13 jul 2020 - 16:52
NieuwsHet H.-Hartziekenhuis Lier en het Diagnosecentrum DLO zijn vanaf 1 juli 2020 een structurele samenwerking aangegaan. Concreet betekent dit dat het ziekenhuis participeert in de structuur van het Diagnosecentrum, een coöperatieve vennootschap van 66 huisartsen uit de regio. Deze nieuwe samenwerkingsvorm betekent een geïntegreerde aanpak van de patiëntenzorg in Lier en is uniek in Vlaanderen.

———

Opdracht: Herhaal woordelijk het stuk uit het nieuwsbericht over de samenwerking in Lier tussen "13 jul 2020" en "uniek in Vlaanderen.", beide inbegrepen.

———

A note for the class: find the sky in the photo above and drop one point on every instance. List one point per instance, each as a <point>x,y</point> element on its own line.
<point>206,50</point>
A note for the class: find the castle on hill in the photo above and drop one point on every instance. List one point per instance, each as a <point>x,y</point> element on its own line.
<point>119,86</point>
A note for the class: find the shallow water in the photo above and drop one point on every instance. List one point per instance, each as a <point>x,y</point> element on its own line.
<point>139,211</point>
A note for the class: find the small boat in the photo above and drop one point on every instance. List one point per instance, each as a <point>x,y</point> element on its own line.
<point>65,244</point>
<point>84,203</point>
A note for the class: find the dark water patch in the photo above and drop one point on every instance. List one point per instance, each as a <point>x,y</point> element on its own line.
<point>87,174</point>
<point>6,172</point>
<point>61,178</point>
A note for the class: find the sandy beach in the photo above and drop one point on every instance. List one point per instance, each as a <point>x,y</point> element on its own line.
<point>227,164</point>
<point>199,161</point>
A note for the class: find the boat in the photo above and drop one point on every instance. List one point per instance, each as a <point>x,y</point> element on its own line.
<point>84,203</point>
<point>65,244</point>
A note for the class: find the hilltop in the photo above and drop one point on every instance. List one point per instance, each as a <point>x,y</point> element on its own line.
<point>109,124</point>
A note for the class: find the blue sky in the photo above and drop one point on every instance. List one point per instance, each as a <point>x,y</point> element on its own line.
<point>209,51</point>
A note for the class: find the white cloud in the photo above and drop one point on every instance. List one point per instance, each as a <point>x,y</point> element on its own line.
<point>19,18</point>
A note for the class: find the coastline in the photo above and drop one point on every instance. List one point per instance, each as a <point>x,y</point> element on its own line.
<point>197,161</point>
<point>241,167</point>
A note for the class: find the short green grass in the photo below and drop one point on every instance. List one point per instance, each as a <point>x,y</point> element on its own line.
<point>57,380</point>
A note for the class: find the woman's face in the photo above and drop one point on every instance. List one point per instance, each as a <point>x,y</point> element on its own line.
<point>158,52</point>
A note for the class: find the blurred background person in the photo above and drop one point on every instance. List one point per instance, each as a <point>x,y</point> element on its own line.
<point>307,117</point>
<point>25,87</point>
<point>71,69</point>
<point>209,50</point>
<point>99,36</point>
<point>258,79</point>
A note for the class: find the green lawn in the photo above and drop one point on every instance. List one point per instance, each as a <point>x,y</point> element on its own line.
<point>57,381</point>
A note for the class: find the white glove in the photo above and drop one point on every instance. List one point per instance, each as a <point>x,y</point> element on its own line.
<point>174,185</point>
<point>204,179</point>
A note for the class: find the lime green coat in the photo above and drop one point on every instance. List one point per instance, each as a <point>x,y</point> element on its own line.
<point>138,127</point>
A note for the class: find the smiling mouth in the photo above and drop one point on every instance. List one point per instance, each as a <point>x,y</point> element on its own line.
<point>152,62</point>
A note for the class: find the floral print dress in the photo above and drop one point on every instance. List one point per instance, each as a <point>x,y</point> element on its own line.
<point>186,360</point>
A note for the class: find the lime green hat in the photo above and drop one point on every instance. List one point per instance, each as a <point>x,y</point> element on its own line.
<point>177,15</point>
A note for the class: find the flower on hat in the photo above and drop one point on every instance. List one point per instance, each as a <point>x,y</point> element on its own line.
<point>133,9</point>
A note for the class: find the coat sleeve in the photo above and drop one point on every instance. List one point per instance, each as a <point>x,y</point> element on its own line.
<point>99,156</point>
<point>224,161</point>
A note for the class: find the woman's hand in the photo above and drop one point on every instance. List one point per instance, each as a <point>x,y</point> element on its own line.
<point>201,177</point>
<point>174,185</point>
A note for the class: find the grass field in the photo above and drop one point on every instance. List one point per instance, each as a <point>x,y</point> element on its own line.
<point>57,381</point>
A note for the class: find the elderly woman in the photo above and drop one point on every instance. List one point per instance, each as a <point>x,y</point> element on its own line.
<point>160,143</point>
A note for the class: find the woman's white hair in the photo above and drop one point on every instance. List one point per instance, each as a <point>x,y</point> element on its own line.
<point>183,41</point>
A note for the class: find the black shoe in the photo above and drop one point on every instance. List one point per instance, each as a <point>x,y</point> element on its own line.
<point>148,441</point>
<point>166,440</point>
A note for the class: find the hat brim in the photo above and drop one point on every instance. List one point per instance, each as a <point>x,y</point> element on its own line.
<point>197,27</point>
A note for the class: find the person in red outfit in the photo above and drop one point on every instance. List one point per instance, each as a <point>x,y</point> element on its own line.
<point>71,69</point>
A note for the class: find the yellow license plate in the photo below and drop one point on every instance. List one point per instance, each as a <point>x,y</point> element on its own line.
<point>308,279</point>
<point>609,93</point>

———

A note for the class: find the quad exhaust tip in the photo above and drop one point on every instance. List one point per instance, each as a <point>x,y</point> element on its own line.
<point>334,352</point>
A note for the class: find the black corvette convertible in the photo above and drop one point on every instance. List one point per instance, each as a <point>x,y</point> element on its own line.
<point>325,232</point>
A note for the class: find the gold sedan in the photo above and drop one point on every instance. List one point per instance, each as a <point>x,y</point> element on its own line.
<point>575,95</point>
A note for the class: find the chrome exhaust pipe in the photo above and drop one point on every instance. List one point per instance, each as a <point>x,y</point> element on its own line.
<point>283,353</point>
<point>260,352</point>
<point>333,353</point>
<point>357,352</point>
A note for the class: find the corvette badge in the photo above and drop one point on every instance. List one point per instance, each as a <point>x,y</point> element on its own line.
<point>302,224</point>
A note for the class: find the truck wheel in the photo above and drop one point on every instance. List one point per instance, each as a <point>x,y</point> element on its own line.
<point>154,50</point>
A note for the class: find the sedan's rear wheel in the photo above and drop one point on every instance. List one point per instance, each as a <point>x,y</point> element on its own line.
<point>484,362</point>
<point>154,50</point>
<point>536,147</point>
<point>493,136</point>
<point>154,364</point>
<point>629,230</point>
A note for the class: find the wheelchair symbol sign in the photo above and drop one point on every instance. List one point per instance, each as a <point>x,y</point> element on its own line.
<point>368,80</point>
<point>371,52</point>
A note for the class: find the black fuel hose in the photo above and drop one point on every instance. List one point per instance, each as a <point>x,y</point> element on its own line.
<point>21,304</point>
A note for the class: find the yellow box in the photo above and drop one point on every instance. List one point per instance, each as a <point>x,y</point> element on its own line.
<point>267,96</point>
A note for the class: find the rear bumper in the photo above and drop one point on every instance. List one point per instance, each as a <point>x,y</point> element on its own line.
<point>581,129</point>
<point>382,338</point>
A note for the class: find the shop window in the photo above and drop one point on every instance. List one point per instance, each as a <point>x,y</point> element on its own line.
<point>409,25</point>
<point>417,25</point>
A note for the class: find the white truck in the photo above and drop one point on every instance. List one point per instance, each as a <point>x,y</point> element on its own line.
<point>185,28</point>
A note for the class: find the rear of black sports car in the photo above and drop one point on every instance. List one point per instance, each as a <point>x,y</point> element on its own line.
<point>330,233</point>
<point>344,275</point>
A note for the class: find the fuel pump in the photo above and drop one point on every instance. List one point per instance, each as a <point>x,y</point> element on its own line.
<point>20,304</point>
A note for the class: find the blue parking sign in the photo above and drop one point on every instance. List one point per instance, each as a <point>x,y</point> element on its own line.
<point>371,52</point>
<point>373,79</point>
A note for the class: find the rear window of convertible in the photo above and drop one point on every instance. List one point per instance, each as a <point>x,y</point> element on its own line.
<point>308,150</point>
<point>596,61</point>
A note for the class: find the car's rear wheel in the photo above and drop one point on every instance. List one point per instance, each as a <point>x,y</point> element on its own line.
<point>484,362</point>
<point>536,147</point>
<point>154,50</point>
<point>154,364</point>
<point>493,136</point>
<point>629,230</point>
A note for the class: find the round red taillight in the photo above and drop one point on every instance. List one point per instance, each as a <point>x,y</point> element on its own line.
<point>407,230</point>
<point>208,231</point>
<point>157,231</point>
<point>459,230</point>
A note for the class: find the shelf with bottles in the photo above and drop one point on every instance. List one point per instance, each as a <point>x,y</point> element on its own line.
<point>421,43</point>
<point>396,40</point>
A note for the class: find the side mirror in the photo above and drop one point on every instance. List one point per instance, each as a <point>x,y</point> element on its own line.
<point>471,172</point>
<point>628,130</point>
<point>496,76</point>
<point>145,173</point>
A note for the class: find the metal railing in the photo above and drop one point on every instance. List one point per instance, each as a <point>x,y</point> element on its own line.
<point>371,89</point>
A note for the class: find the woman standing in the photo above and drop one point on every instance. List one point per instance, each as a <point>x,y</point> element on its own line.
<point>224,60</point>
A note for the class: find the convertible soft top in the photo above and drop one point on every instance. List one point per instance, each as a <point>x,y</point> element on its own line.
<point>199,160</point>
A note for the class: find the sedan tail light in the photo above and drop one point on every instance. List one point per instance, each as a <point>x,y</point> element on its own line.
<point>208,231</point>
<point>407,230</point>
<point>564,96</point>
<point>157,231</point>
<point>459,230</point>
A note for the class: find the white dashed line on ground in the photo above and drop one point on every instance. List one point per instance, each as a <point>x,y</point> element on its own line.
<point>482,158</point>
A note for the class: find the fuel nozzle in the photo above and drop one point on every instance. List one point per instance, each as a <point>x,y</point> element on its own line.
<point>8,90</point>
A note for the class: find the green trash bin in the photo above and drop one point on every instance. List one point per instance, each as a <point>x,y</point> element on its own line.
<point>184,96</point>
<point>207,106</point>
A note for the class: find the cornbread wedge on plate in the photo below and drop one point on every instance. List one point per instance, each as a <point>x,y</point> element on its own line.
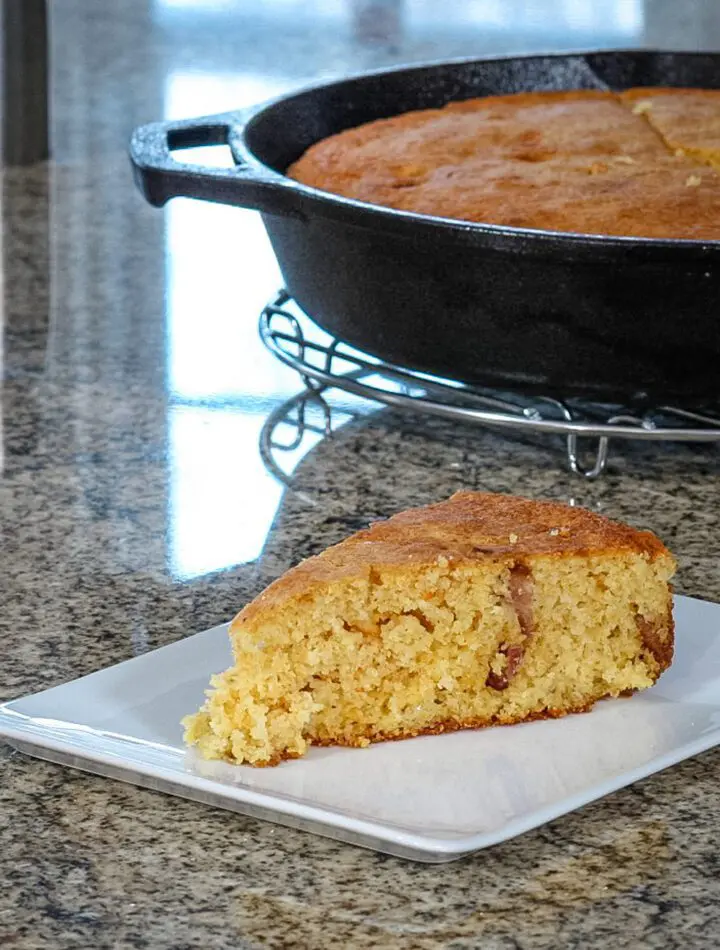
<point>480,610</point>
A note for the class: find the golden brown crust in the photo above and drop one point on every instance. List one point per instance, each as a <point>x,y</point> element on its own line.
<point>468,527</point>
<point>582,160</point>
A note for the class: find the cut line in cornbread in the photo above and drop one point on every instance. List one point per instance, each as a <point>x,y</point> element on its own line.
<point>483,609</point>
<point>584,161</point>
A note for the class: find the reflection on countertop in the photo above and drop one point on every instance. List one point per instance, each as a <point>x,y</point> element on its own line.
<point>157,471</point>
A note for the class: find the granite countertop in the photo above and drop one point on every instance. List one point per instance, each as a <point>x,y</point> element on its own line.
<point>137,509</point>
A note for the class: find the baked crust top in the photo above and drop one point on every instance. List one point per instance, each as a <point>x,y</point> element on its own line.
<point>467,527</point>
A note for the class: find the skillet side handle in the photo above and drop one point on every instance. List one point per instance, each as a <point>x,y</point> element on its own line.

———

Antwoord:
13 jul 2020 - 16:52
NieuwsHet H.-Hartziekenhuis Lier en het Diagnosecentrum DLO zijn vanaf 1 juli 2020 een structurele samenwerking aangegaan. Concreet betekent dit dat het ziekenhuis participeert in de structuur van het Diagnosecentrum, een coöperatieve vennootschap van 66 huisartsen uit de regio. Deze nieuwe samenwerkingsvorm betekent een geïntegreerde aanpak van de patiëntenzorg in Lier en is uniek in Vlaanderen.